UIT TE VOEREN OPDRACHTEN >>
1. Waarop slaat het woord "waarheid" volgens het tekstfragment?
2. Noem alle psalmverwijzingen die in het tekstfragment voorkomen.

TEKSTFRAGMENT >>
══════════════════════════════
1)twist
Zie Ps. 35:1.
 
2)man des
Die met list en onrecht, of verkeerdheid, mij vervolgt en zoekt te overvallen; zodanige zijn geweest Saul met zijne raadslieden en Absalom, enz. Verg. Ps. 5:7.
 
3)in het
Zie Ps. 35:14.
 
4)licht
Te weten, het licht uws aanschijns [gelijk dikwijls, en onder Ps. 44:4], of, uwe gunst en liefde, waardoor de duisternis mijner droefheid en ellende verdreven wordt. Zie Ps. 27:1.
 
5)waarheid
Uwer beloften, die Gij mij gedaan hebt.
 
6)berg uwer
Omdat dit gemeenlijk van den berg Zion [zie Ps. 2:6] genomen wordt, verstaan sommigen dat deze psalm niet bij Sauls tijd, [want de tabernakel was toen daar nog niet] maar in een volgenden tijd gemaakt is, als ten tijde van Absaloms vervolging, enz.
══════════════════════════════
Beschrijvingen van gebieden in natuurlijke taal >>
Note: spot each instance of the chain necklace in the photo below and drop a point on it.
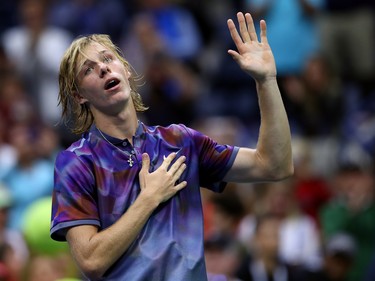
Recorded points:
(130, 158)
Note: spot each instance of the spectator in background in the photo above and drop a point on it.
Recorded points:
(264, 263)
(36, 48)
(14, 252)
(32, 176)
(352, 210)
(339, 255)
(300, 243)
(82, 17)
(171, 28)
(347, 38)
(163, 43)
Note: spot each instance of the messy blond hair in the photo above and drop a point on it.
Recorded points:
(78, 116)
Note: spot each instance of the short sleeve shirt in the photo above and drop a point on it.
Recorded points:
(95, 185)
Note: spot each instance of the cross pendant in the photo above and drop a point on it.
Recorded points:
(130, 161)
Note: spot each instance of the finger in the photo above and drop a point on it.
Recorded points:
(168, 160)
(234, 34)
(235, 55)
(250, 27)
(180, 185)
(243, 28)
(145, 163)
(179, 172)
(177, 164)
(263, 32)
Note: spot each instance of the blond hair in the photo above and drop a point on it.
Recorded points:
(79, 116)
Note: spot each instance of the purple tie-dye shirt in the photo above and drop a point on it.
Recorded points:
(95, 185)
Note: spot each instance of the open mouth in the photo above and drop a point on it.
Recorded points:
(111, 84)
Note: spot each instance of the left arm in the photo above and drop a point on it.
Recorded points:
(272, 158)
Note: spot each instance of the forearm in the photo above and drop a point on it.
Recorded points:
(96, 254)
(274, 143)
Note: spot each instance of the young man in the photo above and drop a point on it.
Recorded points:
(126, 195)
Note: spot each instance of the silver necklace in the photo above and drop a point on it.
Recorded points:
(130, 158)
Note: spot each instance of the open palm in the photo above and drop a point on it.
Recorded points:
(253, 56)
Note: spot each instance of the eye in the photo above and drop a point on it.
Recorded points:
(88, 70)
(107, 59)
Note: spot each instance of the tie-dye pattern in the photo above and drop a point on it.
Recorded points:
(95, 185)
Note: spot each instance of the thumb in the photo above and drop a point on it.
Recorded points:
(145, 163)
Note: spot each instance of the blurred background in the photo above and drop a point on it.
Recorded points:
(317, 225)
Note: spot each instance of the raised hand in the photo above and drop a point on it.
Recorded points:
(161, 184)
(253, 56)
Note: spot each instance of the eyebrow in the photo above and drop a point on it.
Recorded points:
(87, 61)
══════════════════════════════
VERWACHTE ANTWOORDEN >>
1. Op de beloften die God de spreker gedaan heeft.

2. Ps. 35:1, Ps. 5:7, Ps. 35:14, Ps. 44:4, Ps. 27:1 en Ps. 2:6.